▶ [Raw listing]
____
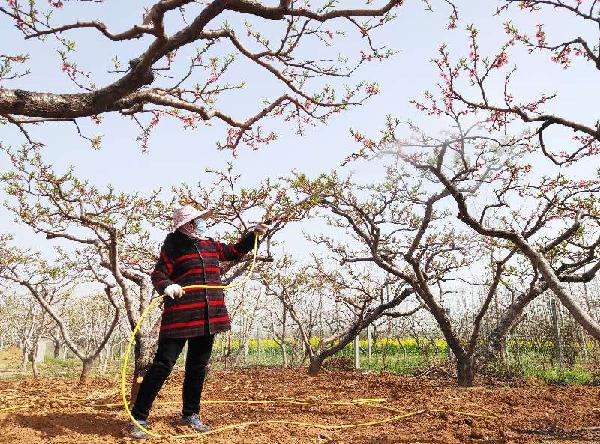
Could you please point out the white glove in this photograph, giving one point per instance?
(260, 228)
(174, 291)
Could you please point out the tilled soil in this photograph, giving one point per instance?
(375, 408)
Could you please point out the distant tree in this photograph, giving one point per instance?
(50, 285)
(109, 232)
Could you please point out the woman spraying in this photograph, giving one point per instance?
(188, 257)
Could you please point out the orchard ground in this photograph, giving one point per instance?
(429, 409)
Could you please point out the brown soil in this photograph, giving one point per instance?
(63, 411)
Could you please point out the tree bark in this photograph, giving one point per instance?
(465, 371)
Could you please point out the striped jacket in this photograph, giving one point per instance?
(185, 261)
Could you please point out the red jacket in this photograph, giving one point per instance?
(185, 262)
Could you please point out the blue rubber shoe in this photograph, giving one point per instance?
(194, 422)
(136, 432)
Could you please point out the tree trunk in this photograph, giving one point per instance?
(316, 363)
(465, 371)
(56, 349)
(24, 358)
(143, 354)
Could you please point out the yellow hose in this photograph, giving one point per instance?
(153, 304)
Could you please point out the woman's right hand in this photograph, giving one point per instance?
(174, 291)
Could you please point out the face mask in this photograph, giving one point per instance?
(201, 227)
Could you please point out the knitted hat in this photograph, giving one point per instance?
(187, 213)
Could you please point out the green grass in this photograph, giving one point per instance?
(403, 357)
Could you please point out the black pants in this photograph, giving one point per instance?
(198, 354)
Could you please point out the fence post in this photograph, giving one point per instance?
(357, 352)
(369, 338)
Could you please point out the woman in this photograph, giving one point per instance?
(188, 257)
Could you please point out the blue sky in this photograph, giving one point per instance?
(177, 155)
____
▶ [EXERCISE DIRECTIONS]
Print the entire listing above verbatim, line for line, but omit the pictures.

▶ [EXPECTED OUTPUT]
Could you please point out the white glove in this photograph, giving one point per instance?
(260, 228)
(174, 291)
Could you please point out the tilled soil in this photograph, giving one point per instance?
(375, 408)
Could you please point out the distant tree in this photograph, giving one point per instance?
(50, 285)
(109, 232)
Could you please point out the woman spraying in this photograph, giving one point per instance?
(188, 257)
Could you please point out the orchard ground in this photograph, giving one point per instance?
(429, 409)
Could you please point out the brown soil in this photograph, giving one point per instance?
(63, 411)
Could you please point out the tree bark in this photograph, giving one point per instance?
(465, 371)
Could you please point out the striped jacket in this photograph, giving one point per instance?
(185, 261)
Could you please point out the red jacket in this photograph, giving one point per instance?
(185, 262)
Could you please point out the blue rubber shoe in this photograph, giving one point per instance?
(194, 422)
(136, 432)
Could you please point out the tree trunk in this photograph, giving one point per instance?
(316, 363)
(465, 371)
(56, 349)
(24, 358)
(143, 354)
Could you please point out the yellow hose in this photograph, giving one point per instance?
(153, 304)
Could you please point out the woman's right hand in this photograph, giving one point per instance?
(174, 291)
Could you please point out the face mask in this photograph, giving one point per instance?
(201, 227)
Could you please point out the knitted hat in this photograph, giving one point per instance?
(187, 213)
Could you please point out the green grass in this photograph, giving one point per instance?
(403, 357)
Could you please point out the black pants in this photograph, giving one point per instance?
(198, 354)
Could you please point out the fence post in this photograph, giving one point per instance?
(357, 352)
(369, 338)
Could you please point out the woman in this photograph, giving one point per instance?
(188, 257)
Could you please point out the blue sky in this photograph, giving one point per instance?
(177, 155)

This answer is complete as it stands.